* Directions for this task *
Copy the listing below verbatim, line for line, with no changes.
--- start Data to use ---
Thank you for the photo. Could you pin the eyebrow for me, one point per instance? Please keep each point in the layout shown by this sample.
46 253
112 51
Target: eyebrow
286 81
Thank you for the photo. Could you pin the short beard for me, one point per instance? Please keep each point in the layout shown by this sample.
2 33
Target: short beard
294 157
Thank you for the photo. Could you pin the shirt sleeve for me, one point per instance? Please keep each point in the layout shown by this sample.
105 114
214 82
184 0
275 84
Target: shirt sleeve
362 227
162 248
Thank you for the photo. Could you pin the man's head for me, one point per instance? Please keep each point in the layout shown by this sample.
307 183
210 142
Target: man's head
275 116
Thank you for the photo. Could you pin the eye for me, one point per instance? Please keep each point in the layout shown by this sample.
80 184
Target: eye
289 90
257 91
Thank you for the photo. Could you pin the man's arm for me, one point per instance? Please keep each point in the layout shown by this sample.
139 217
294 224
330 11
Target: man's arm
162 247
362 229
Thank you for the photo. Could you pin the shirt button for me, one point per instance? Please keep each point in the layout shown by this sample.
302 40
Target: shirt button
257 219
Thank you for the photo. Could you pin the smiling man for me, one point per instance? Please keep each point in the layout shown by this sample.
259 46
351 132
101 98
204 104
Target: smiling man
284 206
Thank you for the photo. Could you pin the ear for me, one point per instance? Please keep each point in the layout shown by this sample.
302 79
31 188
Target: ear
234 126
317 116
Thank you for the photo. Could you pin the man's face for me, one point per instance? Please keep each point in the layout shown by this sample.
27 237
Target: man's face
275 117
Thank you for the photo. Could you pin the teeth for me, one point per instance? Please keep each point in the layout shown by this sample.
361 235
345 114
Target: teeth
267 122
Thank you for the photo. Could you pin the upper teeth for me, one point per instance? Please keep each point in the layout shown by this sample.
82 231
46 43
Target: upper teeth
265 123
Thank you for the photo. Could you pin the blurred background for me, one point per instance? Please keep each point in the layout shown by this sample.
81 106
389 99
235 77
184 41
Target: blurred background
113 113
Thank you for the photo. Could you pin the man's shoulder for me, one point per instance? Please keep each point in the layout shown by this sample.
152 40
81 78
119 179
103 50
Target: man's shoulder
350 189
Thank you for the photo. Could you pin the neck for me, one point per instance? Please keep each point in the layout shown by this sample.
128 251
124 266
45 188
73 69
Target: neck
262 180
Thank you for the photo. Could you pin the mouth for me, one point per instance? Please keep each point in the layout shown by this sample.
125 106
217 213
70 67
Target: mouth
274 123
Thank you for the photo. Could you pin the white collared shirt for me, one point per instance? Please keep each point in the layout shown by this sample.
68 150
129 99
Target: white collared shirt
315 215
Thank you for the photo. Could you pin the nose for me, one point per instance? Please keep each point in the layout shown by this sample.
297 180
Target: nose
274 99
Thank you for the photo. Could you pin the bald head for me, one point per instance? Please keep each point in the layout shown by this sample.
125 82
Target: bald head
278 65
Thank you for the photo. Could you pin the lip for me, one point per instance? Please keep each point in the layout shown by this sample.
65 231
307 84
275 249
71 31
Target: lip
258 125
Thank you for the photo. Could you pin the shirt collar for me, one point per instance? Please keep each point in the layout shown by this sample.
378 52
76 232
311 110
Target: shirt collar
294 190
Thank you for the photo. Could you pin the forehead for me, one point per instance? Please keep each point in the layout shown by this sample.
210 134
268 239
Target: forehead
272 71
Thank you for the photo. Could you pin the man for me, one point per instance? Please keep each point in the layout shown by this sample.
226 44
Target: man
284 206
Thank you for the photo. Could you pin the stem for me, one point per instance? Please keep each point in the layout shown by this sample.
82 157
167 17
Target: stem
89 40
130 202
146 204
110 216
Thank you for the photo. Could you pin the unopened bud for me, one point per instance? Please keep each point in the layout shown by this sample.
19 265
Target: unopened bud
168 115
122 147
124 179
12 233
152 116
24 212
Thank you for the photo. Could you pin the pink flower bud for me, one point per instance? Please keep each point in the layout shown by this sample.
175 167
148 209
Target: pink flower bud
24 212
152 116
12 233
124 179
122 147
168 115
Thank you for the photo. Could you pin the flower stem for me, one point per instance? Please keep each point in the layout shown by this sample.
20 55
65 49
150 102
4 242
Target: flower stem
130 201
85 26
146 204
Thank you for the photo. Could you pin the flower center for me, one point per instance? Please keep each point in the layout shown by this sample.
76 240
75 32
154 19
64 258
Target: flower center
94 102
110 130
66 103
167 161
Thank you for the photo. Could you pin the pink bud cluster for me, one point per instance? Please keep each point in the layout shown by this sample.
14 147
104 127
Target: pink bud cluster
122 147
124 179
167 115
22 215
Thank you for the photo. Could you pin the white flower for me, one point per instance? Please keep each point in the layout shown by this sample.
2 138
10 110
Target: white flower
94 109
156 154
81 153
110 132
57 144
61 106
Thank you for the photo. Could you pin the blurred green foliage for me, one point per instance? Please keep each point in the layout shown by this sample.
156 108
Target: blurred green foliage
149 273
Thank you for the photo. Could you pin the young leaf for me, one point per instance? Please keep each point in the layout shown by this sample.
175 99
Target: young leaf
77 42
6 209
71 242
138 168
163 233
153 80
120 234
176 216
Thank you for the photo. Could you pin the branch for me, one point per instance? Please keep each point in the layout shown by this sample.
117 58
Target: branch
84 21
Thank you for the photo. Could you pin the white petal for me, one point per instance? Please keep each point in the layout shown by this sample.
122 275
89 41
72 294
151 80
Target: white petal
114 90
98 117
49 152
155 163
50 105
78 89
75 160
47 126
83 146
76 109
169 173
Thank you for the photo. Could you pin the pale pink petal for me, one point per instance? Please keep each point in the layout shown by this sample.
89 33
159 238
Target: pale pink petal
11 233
--- end Data to use ---
* Task result *
Thank you for the photo. Could you pin the eyebrow for me, one point per instance? Please keep each point in the layout shown by this sample.
46 253
112 51
Target: eyebrow
286 81
Thank you for the photo. Could you pin the short beard for me, one point per instance? Please keep each point in the layout shown by this sample.
2 33
Target: short beard
294 157
Thank you for the photo. Could you pin the shirt sleeve for me, one point per instance? Please keep each point in the layout shown by this sample.
105 114
214 82
184 0
275 84
Target: shirt sleeve
362 227
162 248
Thank you for the photo. Could you pin the man's head for me, one point per instance? Please keep each point in the layout shown by this sample.
307 183
210 142
Target: man's head
275 116
Thank you for the photo. Could you pin the eye for me, one point per instance? Please keep each point in the layout shown by this sample.
80 184
Target: eye
289 90
257 91
Thank you for the photo. Could you pin the man's arm for me, one point per instance? Please keep each point in the layout shown by this sample.
139 217
294 224
330 11
Target: man's arm
162 247
362 229
Thank you for the photo. Could you pin the shirt button for me, one point per instance? Please keep each point in the layout shown by this sample.
302 40
Target: shirt button
257 219
Thank you for the photo. Could you pin the smiling man for me, one point per instance? Please keep each point in the layout shown by this sample.
259 46
351 132
101 98
204 104
Target: smiling man
284 206
Thank you for the photo. Could you pin the ear for me, one point per instance? Please keep each point in the layout shown by this sample.
302 79
31 188
Target: ear
234 126
317 116
Thank you for the photo. Could you pin the man's face for me, one point per instance? Please keep each point in the layout shown by this sample.
27 237
Target: man's face
275 117
Thank you for the photo. Could you pin the teeth for me, one point per instance? Please keep each point in the layout shown by this sample.
361 235
345 114
Target: teeth
267 122
Thank you for the photo. Could you pin the upper teeth for me, one point per instance? Please keep each point in the layout shown by this sample.
82 231
46 43
Target: upper teeth
265 123
Thank you for the photo. Could you pin the blurred background for me, one point per instance? Please keep each point in the layout shown by this sample.
81 106
389 99
235 77
184 41
Target: blurred background
113 113
Thank you for the photo. Could you pin the man's shoulder for me, one point per instance? Please keep each point in the layout shown by this sample.
152 40
81 78
119 179
103 50
Target: man's shoulder
350 189
Thank you for the photo. Could you pin the neck for me, one point per instance? Please keep each point in the layout shown by this sample.
128 251
124 266
45 188
73 69
Target: neck
262 180
Thank you for the photo. Could you pin the mouth for me, one point per instance? Please keep each point in the layout shown by this sample.
125 106
217 213
70 67
Target: mouth
274 123
Thank you for the photo. Could you pin the white collared shirt for me, one point per instance? Please keep each point in the layout shown by this sample.
68 150
129 99
Target: white collared shirt
315 215
Thank you for the photo. Could you pin the nose for me, one point per instance? Please keep each point in the layout shown by this sample.
297 180
Target: nose
274 99
Thank you for the photo. Could you pin the bald head for me, one point per instance? Please keep each point in the layout shown by this sample.
125 82
Target: bald head
278 65
Thank you for the photo. Could you pin the lip for me, one point per instance? Please keep each point in the layout shown by this sample.
65 231
307 84
275 249
71 31
Target: lip
258 125
Thank you for the photo. Could you pin the shirt collar for me, one point per instance? Please keep each point in the layout shown by this sample.
378 52
76 232
311 110
Target: shirt collar
294 190
Thank you for the photo. Could you pin the forehead for me, one point per instance? Please keep each point in the layout shown by this sample.
210 134
268 239
Target: forehead
272 71
Thank you for the photo. Could you pin the man for me, one point per instance? Please keep each point in the layout shown by this sample.
226 44
Target: man
284 206
Thank you for the photo. Could you pin the stem for me, one point per instance? Please keep each point in the layout shown by this sample.
82 157
167 17
Target: stem
89 40
130 202
146 204
110 216
Thank you for the photo. Could you pin the unopened bud for me, one point per instance? Please keep each point in the layout shown by this sample.
19 265
Target: unopened bud
168 115
122 147
124 179
12 233
152 116
24 212
Thank you for the photo. Could you pin the pink flower bud for me, one point per instance? Please keep each point in the layout shown by this sample.
175 167
148 209
Target: pink flower bud
24 212
152 116
12 233
124 179
122 147
168 115
Thank you for the photo. Could you pin the flower stem for me, one point per instance? Please keep each point in the layout shown by this sample.
20 55
65 49
150 102
4 242
Target: flower stem
130 201
85 26
146 204
Thank you for the photo. Could you pin the flower center for me, one point per instance? Please keep each point in the layout shown by this sample.
76 240
75 32
154 19
64 258
Target: flower center
94 102
110 130
66 103
167 161
Thank you for the photo. Could you pin the pink bud cluster for me, one point per instance? Please keep each point in the layout shown by this sample.
14 147
104 127
Target: pink bud cluster
122 147
124 179
167 115
22 215
Thank you for the photo. Could you pin the white flower for me, one point per instance? Please keep each point in the layout shown by this sample.
2 138
10 110
Target: white flower
94 109
156 154
81 153
110 132
57 144
61 106
Thank you for the photo. Could you pin the blurred green foliage for me, one point per instance? Please keep each point in the layout shown by this sample.
156 108
Target: blurred green foliage
149 273
Thank you for the photo. Could you pin the young leaf for me, one point per instance? Please keep each point in the layout shown by this sample.
175 99
Target: young leaf
77 42
6 209
71 242
138 168
163 233
153 80
120 234
176 216
Thank you for the photo. Could you pin the branch for me, one point per instance? Please keep each point in the layout shown by this sample.
117 58
Target: branch
84 21
Thank you for the photo. Could you pin the white petal for me, one point per instance? Please keep each point in the layout shown by this sample.
122 275
89 41
72 294
151 80
Target: white petal
114 90
98 117
49 152
155 163
50 105
78 89
75 160
47 126
83 146
76 109
169 173
Thank you for the photo. Could you pin the pale pink petal for me, one point per instance? Please keep each point in the layout shown by this sample.
89 33
159 238
Target: pale pink petal
11 233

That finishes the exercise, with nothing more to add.